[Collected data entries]
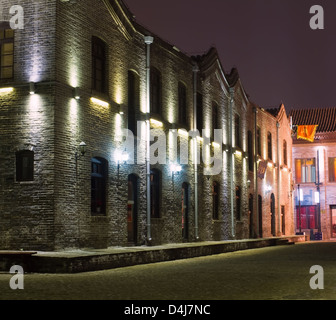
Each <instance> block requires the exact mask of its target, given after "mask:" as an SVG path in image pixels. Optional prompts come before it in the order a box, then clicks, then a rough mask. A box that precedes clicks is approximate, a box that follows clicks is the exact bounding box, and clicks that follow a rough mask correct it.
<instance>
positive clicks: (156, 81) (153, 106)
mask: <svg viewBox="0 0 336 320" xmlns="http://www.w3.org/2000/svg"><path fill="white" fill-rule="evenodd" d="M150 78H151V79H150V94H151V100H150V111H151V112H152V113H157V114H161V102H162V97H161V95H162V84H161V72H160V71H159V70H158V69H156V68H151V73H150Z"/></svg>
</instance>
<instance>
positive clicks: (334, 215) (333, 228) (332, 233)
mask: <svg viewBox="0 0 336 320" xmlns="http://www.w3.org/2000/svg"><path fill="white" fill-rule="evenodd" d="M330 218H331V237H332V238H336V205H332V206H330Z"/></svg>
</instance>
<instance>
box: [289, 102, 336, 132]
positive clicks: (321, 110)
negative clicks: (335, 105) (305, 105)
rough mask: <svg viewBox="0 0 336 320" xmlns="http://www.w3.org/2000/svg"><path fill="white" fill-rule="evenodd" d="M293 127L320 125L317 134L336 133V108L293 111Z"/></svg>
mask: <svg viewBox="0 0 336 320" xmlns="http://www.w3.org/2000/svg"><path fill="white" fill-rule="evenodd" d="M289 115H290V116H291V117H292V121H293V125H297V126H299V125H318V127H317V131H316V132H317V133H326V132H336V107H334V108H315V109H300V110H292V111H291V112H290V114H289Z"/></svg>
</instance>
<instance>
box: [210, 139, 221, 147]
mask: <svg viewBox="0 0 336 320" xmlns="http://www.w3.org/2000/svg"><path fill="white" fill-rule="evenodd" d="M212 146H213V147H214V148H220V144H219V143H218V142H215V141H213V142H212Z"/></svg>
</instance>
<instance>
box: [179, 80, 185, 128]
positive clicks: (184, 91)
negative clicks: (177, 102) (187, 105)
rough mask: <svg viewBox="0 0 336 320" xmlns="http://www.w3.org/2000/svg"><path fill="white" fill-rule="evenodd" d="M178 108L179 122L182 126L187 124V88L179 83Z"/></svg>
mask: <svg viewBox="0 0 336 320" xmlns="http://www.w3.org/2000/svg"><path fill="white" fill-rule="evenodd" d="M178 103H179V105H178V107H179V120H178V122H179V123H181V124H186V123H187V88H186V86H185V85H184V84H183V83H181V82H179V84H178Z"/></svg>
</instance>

§ REQUIREMENT: Report, in full, each line of the material above that includes the word "positive". Case matters.

§ FINAL ANSWER:
positive clicks: (156, 81) (153, 106)
positive clicks: (334, 215) (333, 228) (332, 233)
positive clicks: (321, 110)
positive clicks: (184, 91)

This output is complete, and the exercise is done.